> _What to work on_
Look below for lines that hold the string "tail" and copy each one.

> _Source material_
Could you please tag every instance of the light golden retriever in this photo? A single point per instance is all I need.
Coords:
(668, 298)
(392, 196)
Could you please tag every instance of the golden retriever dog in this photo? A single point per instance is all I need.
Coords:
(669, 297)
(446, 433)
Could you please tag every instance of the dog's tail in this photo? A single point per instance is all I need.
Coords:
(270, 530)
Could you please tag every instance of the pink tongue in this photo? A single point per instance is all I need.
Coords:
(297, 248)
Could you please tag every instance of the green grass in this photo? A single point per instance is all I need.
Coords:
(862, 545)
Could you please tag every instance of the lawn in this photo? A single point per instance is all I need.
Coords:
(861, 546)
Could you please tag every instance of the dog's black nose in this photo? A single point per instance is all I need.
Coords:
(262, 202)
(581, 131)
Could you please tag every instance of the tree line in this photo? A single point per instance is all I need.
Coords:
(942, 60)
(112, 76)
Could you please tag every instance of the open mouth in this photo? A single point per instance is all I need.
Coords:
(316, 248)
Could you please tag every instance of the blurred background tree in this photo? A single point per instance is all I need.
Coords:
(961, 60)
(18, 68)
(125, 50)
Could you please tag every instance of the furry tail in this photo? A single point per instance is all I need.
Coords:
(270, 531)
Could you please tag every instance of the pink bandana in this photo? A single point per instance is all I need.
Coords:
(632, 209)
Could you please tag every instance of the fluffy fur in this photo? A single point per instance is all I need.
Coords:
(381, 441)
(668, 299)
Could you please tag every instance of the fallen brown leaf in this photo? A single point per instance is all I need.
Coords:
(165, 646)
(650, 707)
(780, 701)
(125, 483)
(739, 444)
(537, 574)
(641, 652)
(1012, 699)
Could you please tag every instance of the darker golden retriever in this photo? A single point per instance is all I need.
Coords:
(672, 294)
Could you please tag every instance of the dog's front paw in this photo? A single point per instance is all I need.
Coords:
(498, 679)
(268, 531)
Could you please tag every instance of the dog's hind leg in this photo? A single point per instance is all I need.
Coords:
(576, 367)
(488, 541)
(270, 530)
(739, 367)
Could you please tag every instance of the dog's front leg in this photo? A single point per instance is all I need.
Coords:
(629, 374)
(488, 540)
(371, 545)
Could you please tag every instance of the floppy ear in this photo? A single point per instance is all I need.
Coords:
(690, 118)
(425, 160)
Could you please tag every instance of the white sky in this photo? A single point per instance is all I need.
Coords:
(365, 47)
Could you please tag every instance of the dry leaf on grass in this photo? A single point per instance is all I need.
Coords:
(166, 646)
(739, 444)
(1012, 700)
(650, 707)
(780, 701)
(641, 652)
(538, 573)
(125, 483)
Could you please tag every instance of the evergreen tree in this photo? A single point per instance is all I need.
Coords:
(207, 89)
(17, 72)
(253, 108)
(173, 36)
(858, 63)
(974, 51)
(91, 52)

> _Answer to this exercise_
Could you please tag every instance of the dog's tail in this photo? A single point per instance is all I need.
Could you please tag every instance of the furry tail in this photo? A single point per instance is all I need.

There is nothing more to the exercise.